**INSTRUCTIONS TO FOLLOW**. Before copying, remove every picture, and then repeat all entries below precisely as written.

**Saved data entries**.
BEGIN

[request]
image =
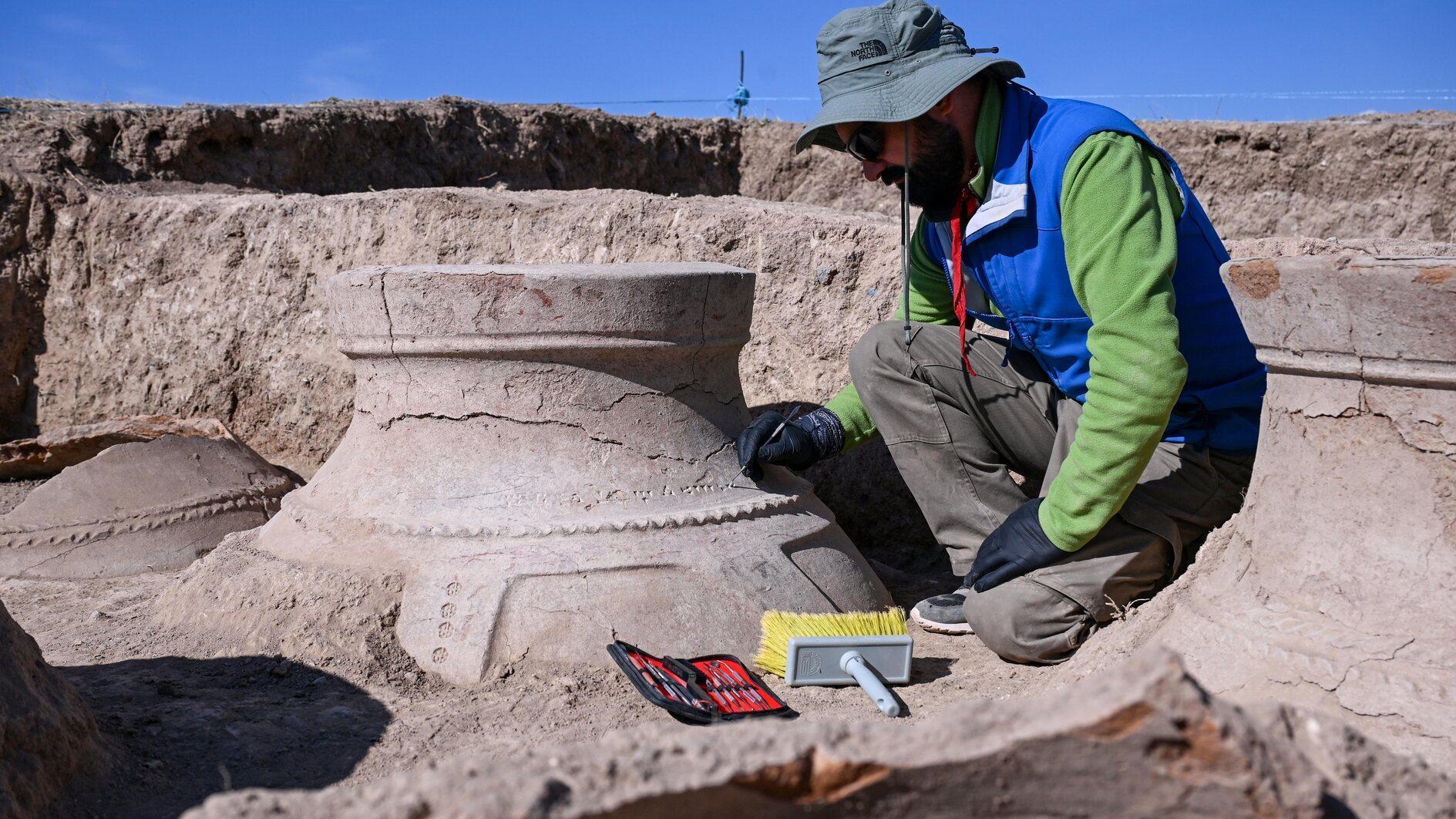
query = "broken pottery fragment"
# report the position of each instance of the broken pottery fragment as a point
(47, 733)
(1139, 740)
(545, 453)
(54, 450)
(1337, 586)
(150, 506)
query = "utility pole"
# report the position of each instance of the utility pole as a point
(740, 98)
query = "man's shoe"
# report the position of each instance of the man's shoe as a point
(943, 614)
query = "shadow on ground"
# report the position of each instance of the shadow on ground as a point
(183, 729)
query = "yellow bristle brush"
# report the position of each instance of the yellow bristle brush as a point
(868, 649)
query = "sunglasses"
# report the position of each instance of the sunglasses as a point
(866, 143)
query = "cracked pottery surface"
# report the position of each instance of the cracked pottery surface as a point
(545, 455)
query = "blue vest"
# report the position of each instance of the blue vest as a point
(1014, 255)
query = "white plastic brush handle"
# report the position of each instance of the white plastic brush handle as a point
(853, 663)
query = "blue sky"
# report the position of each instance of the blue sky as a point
(1259, 60)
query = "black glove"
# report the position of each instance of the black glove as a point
(1017, 547)
(799, 445)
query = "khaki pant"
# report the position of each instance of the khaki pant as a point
(954, 437)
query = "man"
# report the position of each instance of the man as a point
(1128, 389)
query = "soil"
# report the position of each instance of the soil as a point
(160, 260)
(187, 720)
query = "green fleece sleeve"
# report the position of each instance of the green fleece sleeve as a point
(930, 302)
(1118, 224)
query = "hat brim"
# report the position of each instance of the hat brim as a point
(899, 99)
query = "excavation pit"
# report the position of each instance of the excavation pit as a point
(545, 455)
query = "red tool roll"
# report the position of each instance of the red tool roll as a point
(704, 689)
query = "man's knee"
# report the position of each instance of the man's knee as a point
(879, 347)
(1028, 622)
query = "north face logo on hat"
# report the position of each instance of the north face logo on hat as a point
(869, 49)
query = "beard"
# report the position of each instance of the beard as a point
(936, 174)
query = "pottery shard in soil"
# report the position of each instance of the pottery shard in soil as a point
(55, 449)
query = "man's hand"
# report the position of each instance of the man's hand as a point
(799, 445)
(1017, 547)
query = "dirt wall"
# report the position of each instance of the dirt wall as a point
(1387, 175)
(372, 146)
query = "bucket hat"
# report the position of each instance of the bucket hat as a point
(890, 63)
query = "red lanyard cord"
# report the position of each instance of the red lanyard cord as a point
(964, 207)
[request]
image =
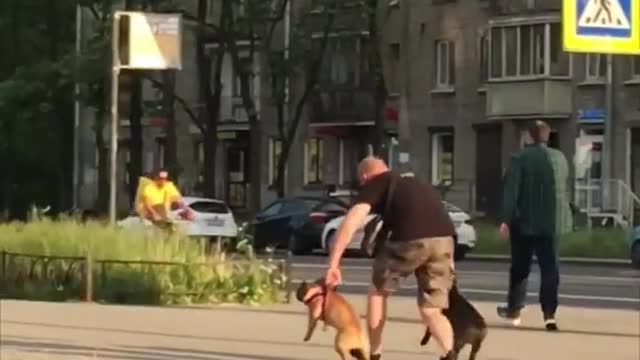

END

**SOLUTION TO THIS EXERCISE**.
[request]
image =
query = "broken pottery fragment"
# report the position of each instance of the broken pottery fragment as a point
(47, 733)
(1139, 740)
(545, 453)
(54, 450)
(1337, 586)
(150, 506)
query = "utility pole"
# report the position of each instance of the utility pole as a point
(740, 98)
query = "man's shoe"
# report the position of each instance of the man's shoe as a point
(943, 614)
query = "shadow on ground"
# report the position of each instance of the shadow on ground as a point
(183, 729)
query = "yellow bristle brush"
# report the position of each instance of the yellow bristle brush as a point
(868, 649)
query = "sunglasses"
# report the position of each instance of the sunglasses as a point
(866, 143)
query = "cracked pottery surface"
# report the position of each instance of the cracked pottery surface as a point
(545, 455)
query = "blue vest"
# report the position of each instance of the blue vest as a point
(1014, 255)
query = "white plastic brush handle"
# report the position of each instance of the white plastic brush handle as a point
(853, 663)
query = "blue sky"
# report the position of each instance of the blue sky as a point
(1259, 60)
query = "black glove"
# report the position of each instance of the black glove as a point
(1017, 547)
(799, 445)
query = "khaki pant"
# report the position of each instance of the khaki pant as a point
(954, 437)
query = "man"
# report the position of each instance of the man as a point
(1128, 389)
query = "soil"
# report the position of each instance of the soil as a point
(160, 260)
(187, 720)
query = "green fleece sleeve"
# report the position of each instance of the green fleece sleeve as a point
(930, 302)
(1118, 224)
query = "hat brim"
# report the position of each instance of the hat brim as a point
(899, 99)
query = "excavation pit"
# report the position of each instance of the excavation pit as a point
(545, 455)
query = "red tool roll"
# report the position of each instance of the red tool roll as a point
(704, 689)
query = "man's knee"
# report the position of each instance of the man's knee as a point
(879, 347)
(1028, 622)
query = "north face logo on hat"
# report the position of each instance of the north face logo on hat as a point
(869, 49)
query = "beard"
# report the position of each instance of the beard as a point
(936, 174)
query = "pottery shard in soil"
# report the position of each instance of the pottery shard in soil as a point
(55, 449)
query = "man's hand"
# report the position of each instance of the man's hand as a point
(799, 445)
(1017, 547)
query = "dirt wall"
# report the position of each instance of the dirt wall as a point
(1387, 175)
(372, 146)
query = "bucket hat"
# report the position of each instance of the bucket hat as a point
(890, 63)
query = "red lanyard cord"
# report the position of each instance of the red lanyard cord as a point
(964, 207)
[request]
image =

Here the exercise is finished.